## Exercise objective
Locate each line in the listing below that contains the word "roof", and copy those lines.

--------------------------------

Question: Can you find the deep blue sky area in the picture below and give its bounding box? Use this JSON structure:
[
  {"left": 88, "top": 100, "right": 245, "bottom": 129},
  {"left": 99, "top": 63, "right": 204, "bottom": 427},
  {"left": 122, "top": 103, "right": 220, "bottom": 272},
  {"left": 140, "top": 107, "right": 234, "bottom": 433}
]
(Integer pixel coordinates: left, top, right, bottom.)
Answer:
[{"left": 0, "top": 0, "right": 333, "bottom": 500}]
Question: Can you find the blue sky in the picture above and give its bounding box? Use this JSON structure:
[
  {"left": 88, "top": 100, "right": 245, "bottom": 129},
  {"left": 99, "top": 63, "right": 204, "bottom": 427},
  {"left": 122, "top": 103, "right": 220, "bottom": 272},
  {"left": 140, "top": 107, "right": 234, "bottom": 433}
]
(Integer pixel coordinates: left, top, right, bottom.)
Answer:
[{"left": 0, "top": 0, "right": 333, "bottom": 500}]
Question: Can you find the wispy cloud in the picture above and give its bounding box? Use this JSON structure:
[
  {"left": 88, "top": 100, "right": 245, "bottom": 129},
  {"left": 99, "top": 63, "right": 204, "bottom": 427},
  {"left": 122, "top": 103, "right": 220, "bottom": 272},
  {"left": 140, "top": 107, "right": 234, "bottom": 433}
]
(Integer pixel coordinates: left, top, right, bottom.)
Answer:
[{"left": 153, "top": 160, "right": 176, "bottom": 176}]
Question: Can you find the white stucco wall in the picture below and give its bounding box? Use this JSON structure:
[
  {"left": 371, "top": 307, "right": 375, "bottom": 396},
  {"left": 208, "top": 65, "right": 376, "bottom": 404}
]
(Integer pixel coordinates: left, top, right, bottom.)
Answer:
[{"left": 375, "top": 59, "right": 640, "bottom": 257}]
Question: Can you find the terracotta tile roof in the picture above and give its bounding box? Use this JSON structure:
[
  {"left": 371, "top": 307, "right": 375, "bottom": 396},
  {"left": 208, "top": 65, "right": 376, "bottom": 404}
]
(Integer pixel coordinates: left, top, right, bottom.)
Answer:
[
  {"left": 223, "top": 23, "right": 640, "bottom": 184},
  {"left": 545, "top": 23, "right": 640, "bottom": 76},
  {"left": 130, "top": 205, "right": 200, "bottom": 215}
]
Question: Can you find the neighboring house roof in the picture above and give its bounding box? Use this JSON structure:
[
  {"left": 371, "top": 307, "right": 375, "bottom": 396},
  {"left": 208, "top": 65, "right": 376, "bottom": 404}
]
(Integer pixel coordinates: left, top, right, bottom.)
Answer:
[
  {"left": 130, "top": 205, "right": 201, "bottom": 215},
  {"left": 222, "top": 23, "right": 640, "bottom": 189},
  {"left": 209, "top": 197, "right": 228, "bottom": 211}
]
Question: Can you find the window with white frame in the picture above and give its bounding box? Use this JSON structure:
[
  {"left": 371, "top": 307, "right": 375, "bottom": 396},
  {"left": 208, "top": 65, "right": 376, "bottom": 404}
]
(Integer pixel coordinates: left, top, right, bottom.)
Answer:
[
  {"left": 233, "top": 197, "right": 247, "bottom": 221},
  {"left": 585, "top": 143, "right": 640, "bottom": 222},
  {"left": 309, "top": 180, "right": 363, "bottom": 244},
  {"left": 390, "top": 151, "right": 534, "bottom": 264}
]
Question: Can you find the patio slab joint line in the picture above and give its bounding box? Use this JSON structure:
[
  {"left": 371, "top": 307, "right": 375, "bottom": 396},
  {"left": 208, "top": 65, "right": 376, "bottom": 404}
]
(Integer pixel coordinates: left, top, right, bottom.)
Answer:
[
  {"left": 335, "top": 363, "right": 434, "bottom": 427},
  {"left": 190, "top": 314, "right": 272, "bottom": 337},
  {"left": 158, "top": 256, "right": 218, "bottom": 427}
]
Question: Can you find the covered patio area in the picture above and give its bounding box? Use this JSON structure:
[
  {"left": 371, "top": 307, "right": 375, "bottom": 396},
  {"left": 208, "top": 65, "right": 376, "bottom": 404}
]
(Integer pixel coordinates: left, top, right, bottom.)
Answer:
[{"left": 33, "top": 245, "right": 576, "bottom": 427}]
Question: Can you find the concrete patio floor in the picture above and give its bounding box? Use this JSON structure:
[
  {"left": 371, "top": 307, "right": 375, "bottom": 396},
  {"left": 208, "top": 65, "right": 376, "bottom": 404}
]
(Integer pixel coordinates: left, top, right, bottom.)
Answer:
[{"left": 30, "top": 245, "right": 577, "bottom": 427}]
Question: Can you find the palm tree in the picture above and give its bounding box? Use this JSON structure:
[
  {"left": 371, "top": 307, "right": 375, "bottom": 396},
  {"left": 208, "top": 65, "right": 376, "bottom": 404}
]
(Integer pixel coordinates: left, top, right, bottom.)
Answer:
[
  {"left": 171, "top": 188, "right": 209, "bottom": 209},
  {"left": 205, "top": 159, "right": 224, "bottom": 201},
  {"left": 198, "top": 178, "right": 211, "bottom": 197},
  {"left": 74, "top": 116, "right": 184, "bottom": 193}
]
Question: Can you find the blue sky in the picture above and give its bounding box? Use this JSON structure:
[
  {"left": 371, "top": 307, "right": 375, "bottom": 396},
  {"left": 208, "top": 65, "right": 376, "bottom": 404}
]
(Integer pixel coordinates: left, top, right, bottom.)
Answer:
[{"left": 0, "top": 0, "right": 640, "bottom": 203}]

--------------------------------

## Correct result
Question: Can you find the terracotta tile roof in the picture above and give its bounding box? Use this JSON structure:
Question: Can you find the neighboring house roof in the picture above and give its bounding box? Use this JSON structure:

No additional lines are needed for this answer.